Copy every item below word for word, leaving nothing out and changing nothing.

------ Input for this task

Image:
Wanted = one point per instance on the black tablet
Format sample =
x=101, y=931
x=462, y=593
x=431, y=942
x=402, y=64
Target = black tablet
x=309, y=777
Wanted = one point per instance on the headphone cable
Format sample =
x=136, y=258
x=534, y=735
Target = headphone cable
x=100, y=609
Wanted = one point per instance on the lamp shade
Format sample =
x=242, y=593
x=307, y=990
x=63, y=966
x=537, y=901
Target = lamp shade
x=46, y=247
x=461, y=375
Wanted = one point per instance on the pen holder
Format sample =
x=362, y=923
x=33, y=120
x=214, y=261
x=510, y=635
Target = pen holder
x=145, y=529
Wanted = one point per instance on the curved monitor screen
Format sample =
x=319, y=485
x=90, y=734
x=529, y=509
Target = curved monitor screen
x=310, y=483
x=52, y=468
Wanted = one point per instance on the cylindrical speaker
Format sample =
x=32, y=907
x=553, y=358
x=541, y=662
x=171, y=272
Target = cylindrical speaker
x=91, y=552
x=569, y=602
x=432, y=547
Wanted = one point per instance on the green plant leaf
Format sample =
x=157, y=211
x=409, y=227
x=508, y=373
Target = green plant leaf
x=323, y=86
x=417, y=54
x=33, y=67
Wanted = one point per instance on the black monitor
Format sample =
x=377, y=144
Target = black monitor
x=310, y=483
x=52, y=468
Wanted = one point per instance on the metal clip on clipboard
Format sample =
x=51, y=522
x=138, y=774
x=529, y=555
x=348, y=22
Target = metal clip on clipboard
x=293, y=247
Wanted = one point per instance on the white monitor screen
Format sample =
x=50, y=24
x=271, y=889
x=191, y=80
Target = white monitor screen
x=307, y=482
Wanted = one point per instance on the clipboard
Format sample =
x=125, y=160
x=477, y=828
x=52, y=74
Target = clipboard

------------

* _Task answer_:
Image:
Wanted = one point per instance on the black tablet
Format sample =
x=101, y=931
x=462, y=593
x=431, y=942
x=402, y=64
Target = black tablet
x=309, y=777
Wanted = one point per instance on the headphone cable
Format sample =
x=136, y=258
x=534, y=735
Target = headphone cable
x=100, y=609
Wanted = one point per instance on the lamp shade
Format sample =
x=242, y=593
x=307, y=990
x=63, y=966
x=537, y=901
Target = lamp shade
x=46, y=247
x=461, y=375
Wanted = one point per instance on the pen holder
Format sample =
x=362, y=923
x=33, y=120
x=214, y=261
x=510, y=635
Target = pen holder
x=145, y=529
Wanted = one point per instance on the curved monitor screen
Format sample =
x=319, y=485
x=90, y=734
x=529, y=509
Target = curved monitor screen
x=310, y=483
x=52, y=468
Wanted = one point per instance on the cylindrical speaker
Format sample =
x=32, y=907
x=553, y=358
x=541, y=662
x=171, y=272
Target = cylindrical speaker
x=91, y=552
x=569, y=602
x=432, y=547
Wanted = one point per instance on the green plant leaf
Format sample =
x=157, y=211
x=409, y=227
x=508, y=373
Target = green plant leaf
x=323, y=86
x=417, y=54
x=33, y=67
Wanted = one point per instance on the black monitor
Format sample =
x=377, y=144
Target = black monitor
x=310, y=483
x=52, y=468
Wanted = one point per instance on the metal clip on clipboard
Format sample =
x=51, y=522
x=138, y=774
x=529, y=555
x=348, y=22
Target = metal clip on clipboard
x=293, y=247
Wanted = one point per instance on the white monitor screen
Format sample =
x=50, y=24
x=271, y=889
x=191, y=80
Target = white monitor screen
x=307, y=482
Wanted = one point per instance on the clipboard
Format sample =
x=125, y=160
x=477, y=828
x=52, y=74
Target = clipboard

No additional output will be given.